What happened
Qwen released the Qwen-Robot Suite, a collection of three foundation models—Qwen-RobotNav, Qwen-RobotManip, and Qwen-RobotWorld—designed to bridge the gap between vision-language understanding and physical robot control. Qwen-RobotNav unifies five navigation task families, achieving a 76.5% success rate (SR) on VLN-CE RxR and deploying zero-shot on a Unitree Go2 quadruped. Qwen-RobotManip processes over 38,100 hours of robot data across 15 embodiments, leading the RoboChallenge Table30 v1 generalist track with a 45% SR. Qwen-RobotWorld co-trains 20+ embodiments using an 8.6 million video-text pair corpus, ranking first on EWMBench and WorldModelBench.

_ACTIONS TO TAKE_.
1. Write out the Qwen-Robot Suite section word for word, from "What happened" up to and including "EWMBench and WorldModelBench.".
2. Carry the Qwen-Robot Suite section forward, beginning after its final sentence.

_RECORDS PROVIDED_.
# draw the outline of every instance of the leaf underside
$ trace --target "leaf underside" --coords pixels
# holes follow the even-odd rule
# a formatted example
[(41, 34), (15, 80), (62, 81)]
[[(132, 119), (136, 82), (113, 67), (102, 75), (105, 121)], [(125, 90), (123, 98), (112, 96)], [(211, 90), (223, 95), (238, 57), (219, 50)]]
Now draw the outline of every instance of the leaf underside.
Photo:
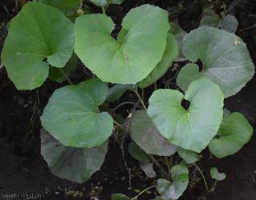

_ANSWER SET_.
1.
What happened
Qwen released the Qwen-Robot Suite, a collection of three foundation models—Qwen-RobotNav, Qwen-RobotManip, and Qwen-RobotWorld—designed to bridge the gap between vision-language understanding and physical robot control. Qwen-RobotNav unifies five navigation task families, achieving a 76.5% success rate (SR) on VLN-CE RxR and deploying zero-shot on a Unitree Go2 quadruped. Qwen-RobotManip processes over 38,100 hours of robot data across 15 embodiments, leading the RoboChallenge Table30 v1 generalist track with a 45% SR. Qwen-RobotWorld co-trains 20+ embodiments using an 8.6 million video-text pair corpus, ranking first on EWMBench and WorldModelBench.

2.
Why it matters
Physical agents can now directly translate high-level language instructions into complex physical actions across diverse robot embodiments and environments. This suite addresses the previous bottleneck of heterogeneous robot data and incompatible action spaces by unifying them through language-first interfaces. Robotics developers and platform engineers gain tools to build more capable agentic systems, accelerating the deployment of embodied AI solutions. This follows Google DeepMind's recent release of Gemini Robotics-ER 1.6, indicating a broader industry focus on advanced robot control.